▶ OBIETTIVO A: Trascrivi per intero il brano con la testimonianza intitolata «Un dono misterioso», senza cambiare nulla.

Un dono misterioso (Contributi 549)

Una testimonianza di Accursio Ciaccio missionario della Fraternità Sacerdotale San Carlo a Denver:


Un giorno di qualche mese fa, ero da solo in parrocchia e ho ricevuto una telefonata da una famiglia per organizzare un funerale. Di solito in questi casi i parrocchiani vengono in chiesa da noi; questa famiglia invece aveva lasciato un messaggio chiedendo di poter andare da loro. Quel giorno non avevo la macchina a disposizione, per cui sono andato in bici. Quando sono arrivato, dentro di me non mi sentivo esattamente come Giussani, davanti ai gradini del Berchet, con la sua bicicletta… La situazione era molto drammatica: due genitori che avevano perso nel giro di poche ore un figlio di vent’anni a causa di una meningite. Loro continuavano a chiedermi «perché?» e io non avevo molto da dire.
Li ho invitati a partecipare alla messa feriale, quando possibile. Nei giorni seguenti, con mia sorpresa, sono venuti più volte a messa e a trovarmi. Nei giorni dopo il funerale abbiamo continuato a incontrarci, e poi ho proposto loro di venire alla scuola di comunità. In breve, hanno ricominciato ad accostarsi alla Chiesa, e alla vita sacramentale con fedeltà e gratitudine. D’estate sono venuti anche in vacanza con le famiglie. Era una vacanza un po’ dimessa – eravamo una decina di adulti ed altrettanti bambini – dalla quale però sono rimasti colpiti. Si sono sempre più legati a noi preti e poi alla piccola comunità di Denver. Tanto che, di recente, il padre mi ha confidato che, per quanto sembrasse strano, gli veniva da pensare che la morte del figlio potesse essere una grazia.

▶ DATI REGISTRATI:

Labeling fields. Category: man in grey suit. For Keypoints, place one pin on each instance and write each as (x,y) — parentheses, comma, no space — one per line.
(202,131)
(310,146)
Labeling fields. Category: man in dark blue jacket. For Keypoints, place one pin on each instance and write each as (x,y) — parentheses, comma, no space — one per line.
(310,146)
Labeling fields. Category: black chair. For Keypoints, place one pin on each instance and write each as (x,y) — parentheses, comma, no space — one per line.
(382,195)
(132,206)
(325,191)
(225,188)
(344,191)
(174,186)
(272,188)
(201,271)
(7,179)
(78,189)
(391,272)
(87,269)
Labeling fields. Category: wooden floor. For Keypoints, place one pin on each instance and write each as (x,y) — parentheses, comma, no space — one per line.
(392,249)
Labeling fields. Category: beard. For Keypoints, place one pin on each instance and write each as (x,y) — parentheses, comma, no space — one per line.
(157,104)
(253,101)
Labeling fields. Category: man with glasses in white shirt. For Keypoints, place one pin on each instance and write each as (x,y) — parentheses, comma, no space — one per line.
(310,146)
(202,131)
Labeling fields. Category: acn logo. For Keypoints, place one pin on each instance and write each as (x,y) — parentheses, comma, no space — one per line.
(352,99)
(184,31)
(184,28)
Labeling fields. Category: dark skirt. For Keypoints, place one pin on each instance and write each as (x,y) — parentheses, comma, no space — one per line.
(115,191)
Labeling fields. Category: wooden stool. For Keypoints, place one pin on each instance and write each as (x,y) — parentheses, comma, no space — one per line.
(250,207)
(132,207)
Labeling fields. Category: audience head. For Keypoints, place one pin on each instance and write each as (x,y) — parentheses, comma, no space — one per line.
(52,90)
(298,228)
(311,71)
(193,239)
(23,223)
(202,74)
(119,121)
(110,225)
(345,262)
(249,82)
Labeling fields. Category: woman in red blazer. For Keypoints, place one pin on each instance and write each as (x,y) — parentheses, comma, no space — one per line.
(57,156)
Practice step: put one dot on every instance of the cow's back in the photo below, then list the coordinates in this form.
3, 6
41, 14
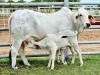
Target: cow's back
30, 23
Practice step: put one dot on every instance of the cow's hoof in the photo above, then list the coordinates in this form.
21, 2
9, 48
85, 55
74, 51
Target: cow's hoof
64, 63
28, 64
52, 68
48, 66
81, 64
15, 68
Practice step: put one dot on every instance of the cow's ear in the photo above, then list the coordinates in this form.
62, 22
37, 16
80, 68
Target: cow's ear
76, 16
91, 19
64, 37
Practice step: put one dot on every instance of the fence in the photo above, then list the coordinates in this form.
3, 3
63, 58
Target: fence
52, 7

...

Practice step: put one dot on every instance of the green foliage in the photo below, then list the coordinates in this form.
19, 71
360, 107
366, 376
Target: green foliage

▶ OBIETTIVO B: Estrai dalle voci tutte le righe che contengono la stringa "below". Conta la differenza tra maiuscole e minuscole.

▶ SOLUZIONE A:
Un dono misterioso (Contributi 549)

Una testimonianza di Accursio Ciaccio missionario della Fraternità Sacerdotale San Carlo a Denver:


Un giorno di qualche mese fa, ero da solo in parrocchia e ho ricevuto una telefonata da una famiglia per organizzare un funerale. Di solito in questi casi i parrocchiani vengono in chiesa da noi; questa famiglia invece aveva lasciato un messaggio chiedendo di poter andare da loro. Quel giorno non avevo la macchina a disposizione, per cui sono andato in bici. Quando sono arrivato, dentro di me non mi sentivo esattamente come Giussani, davanti ai gradini del Berchet, con la sua bicicletta… La situazione era molto drammatica: due genitori che avevano perso nel giro di poche ore un figlio di vent’anni a causa di una meningite. Loro continuavano a chiedermi «perché?» e io non avevo molto da dire.
Li ho invitati a partecipare alla messa feriale, quando possibile. Nei giorni seguenti, con mia sorpresa, sono venuti più volte a messa e a trovarmi. Nei giorni dopo il funerale abbiamo continuato a incontrarci, e poi ho proposto loro di venire alla scuola di comunità. In breve, hanno ricominciato ad accostarsi alla Chiesa, e alla vita sacramentale con fedeltà e gratitudine. D’estate sono venuti anche in vacanza con le famiglie. Era una vacanza un po’ dimessa – eravamo una decina di adulti ed altrettanti bambini – dalla quale però sono rimasti colpiti. Si sono sempre più legati a noi preti e poi alla piccola comunità di Denver. Tanto che, di recente, il padre mi ha confidato che, per quanto sembrasse strano, gli veniva da pensare che la morte del figlio potesse essere una grazia.

▶ SOLUZIONE B:
Practice step: put one dot on every instance of the cow's back in the photo below, then list the coordinates in this form.
Practice step: put one dot on every instance of the green foliage in the photo below, then list the coordinates in this form.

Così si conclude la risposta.